• **Reading passage**
Can you plan a wired expansion module with one 10G and four 2.5G? BPI-R4 It only needs to be responsible for wired connections.
Then buy nice 10gig plus 2.5 gig switch?
4 2.5G ports? Then SinoVoip needs to add a switch chip and increase the price by $30, are you willing to pay for that?
One 10g, four 2.5s, no hesitation worth it
Anyway, it’s worth it After all, switches with 10G interfaces are more than just that price
We have discussed the feasibility of four 2.5G with MTK,and MTK is currently verifying it, but it will take some time.
There are also many 2xSFP+ with four 2.5G switches on the market now, such as TPlink, which can be added to R4 with fibre or DAC cable.
Ordered this one some time ago for 38€ (black week)
https://de.aliexpress.com/item/1005005992916169.html
But have not done much tests as i need more than one 2g5 client and 10g support on R4 (rss/lro).
Die 2x2L Schnittstelle sollte ausreichen, um gleichzeitig einen 10G Netzwerkport und vier 2,5G Netzwerkports zu erweitern
I have one just like this but different brand, with heave load over 10 gig and aome of 2.5gig port it just works, tested it with 10 and 25 gig dac/fibers and all good. Hope next bpi r5 or 6 wilnhave 25gig ports and nice mediatek cpu with npu.

• **Required task 1**
In the forum thread about a BPI-R4 expansion module, how much would SinoVoip need to raise the price to add four 2.5G ports?
• **Required task 2**
Based on the forum thread, explain why the poster who ordered a switch for 38€ has not tested it much.
• **Required task 3**
Translate this sentence from the forum thread into English: "Die 2x2L Schnittstelle sollte ausreichen, um gleichzeitig einen 10G Netzwerkport und vier 2,5G Netzwerkports zu erweitern".

(Records from a data source)

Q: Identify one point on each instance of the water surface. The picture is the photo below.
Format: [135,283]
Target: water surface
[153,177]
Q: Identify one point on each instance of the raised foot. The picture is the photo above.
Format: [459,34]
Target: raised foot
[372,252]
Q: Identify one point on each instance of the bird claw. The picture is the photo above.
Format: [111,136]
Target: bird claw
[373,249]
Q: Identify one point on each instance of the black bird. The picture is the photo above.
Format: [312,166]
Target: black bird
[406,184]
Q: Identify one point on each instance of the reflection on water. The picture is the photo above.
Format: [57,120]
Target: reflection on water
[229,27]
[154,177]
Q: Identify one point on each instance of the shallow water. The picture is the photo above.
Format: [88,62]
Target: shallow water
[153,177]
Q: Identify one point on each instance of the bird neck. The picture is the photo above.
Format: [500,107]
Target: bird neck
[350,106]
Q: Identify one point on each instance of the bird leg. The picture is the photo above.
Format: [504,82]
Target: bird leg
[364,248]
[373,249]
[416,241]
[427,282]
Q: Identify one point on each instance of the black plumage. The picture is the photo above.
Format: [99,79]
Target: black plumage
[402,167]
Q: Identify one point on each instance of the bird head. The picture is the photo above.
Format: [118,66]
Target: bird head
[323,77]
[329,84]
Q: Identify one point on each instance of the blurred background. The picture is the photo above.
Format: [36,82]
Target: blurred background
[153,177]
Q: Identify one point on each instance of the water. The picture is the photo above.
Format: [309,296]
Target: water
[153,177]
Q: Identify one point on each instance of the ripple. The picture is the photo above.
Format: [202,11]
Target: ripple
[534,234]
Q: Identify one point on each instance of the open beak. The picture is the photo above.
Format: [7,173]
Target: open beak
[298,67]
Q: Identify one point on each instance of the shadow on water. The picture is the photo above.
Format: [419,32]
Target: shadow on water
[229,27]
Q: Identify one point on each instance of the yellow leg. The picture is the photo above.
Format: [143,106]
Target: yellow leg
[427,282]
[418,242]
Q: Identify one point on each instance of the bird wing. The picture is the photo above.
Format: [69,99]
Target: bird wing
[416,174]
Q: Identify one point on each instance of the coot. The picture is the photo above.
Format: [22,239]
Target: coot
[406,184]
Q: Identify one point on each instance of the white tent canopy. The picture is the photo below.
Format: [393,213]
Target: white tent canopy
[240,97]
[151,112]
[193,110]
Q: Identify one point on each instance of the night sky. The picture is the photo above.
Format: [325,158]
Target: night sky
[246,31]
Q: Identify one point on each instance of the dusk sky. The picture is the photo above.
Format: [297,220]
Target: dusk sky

• **Correct answer 1**
$30

• **Correct answer 2**
The poster needs more than one 2.5G client and 10G support on the R4, specifically RSS/LRO, before doing much testing.

• **Correct answer 3**
The 2x2L interface should be enough to expand to one 10G network port and four 2.5G network ports at the same time.